----- READING PASSAGE -----

Mercedes W140: The Last Heirloom Luxury Car

V. Heads will Roll

If the W140 was the culmination of a philosophy, it was also the end of one. Inside Mercedes, the program became a parable: an astonishing technical triumph that later generations would study as both achievement and warning. The car was magnificent. The lesson management drew from it was not.

An extremely rare manual (dogleg!) 300 SE

The W140 had been conceived under Edzard Reuter, when Daimler still behaved like a company that expected engineering authority to settle every serious argument. Mercedes’ leadership, from Wolfgang Peter to Werner Niefer, shared that instinct. They did not want merely to answer BMW. They wanted to bury the question.

That consensus did not survive the launch.

From left: the W116, W126, and W140 S-Class

By 1993, Daimler was overextended, the economy had turned, and the W140 had arrived carrying the sort of development burden that only makes sense in a permanent boom. The car itself was not a disaster. The timing was. Mercedes found itself discounting an S-Class in a way that would once have seemed undignified.

----- PROVIDED DATA -----

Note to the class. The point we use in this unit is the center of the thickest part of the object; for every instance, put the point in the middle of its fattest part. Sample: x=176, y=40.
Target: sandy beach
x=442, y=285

-----

DIRECTION A |
In the Mercedes W140 article, who was in charge when the W140 was conceived?
DIRECTION B |
Print the part of the Mercedes W140 article that opens with the words containing "If the W140" and closes with "it was not.".
DIRECTION C |
Proceed with the Mercedes W140 article from the point where it stops.

FINAL RESULT A |
Edzard Reuter

FINAL RESULT B |
If the W140 was the culmination of a philosophy, it was also the end of one. Inside Mercedes, the program became a parable: an astonishing technical triumph that later generations would study as both achievement and warning. The car was magnificent. The lesson management drew from it was not.

FINAL RESULT C |
Wolfgang Peter retired in 1992. Werner Niefer followed in 1993. Official explanations were tidy. The timing was not. Mercedes had produced a masterpiece, but it had also built the boardroom case against ever doing so again.

Their successors brought a different creed. Jürgen Hubbert and, above him, Jürgen Schrempp represented a Mercedes that would be faster, more market-conscious, less indulgent, and far less willing to let engineers build a manifesto on the company’s balance sheet.

No more W140s.

The W220 was handsome, if soft and anonymous by comparison. Resale values trail all other S-Class models.

The shift showed up quickly. Mid-1990s Mercedes products began to carry visible compromises that the old company would have hidden or refused. By the time the W220 arrived in 1998, the transformation was complete. The new S-Class was lighter, slimmer, cheaper to build, and tuned to a different logic. Some praised the agility. Many later noticed what had been removed to buy it.

That does not make the W140 a failure. It sold in serious numbers and remained globally important throughout its life. What it exposed was Daimler’s lack of flexibility. Lexus had already shown that engineering excellence could no longer ignore cost, service, and market mood. The W140 proved Mercedes still knew how to build the best car in the room. It also proved that this alone was no longer enough.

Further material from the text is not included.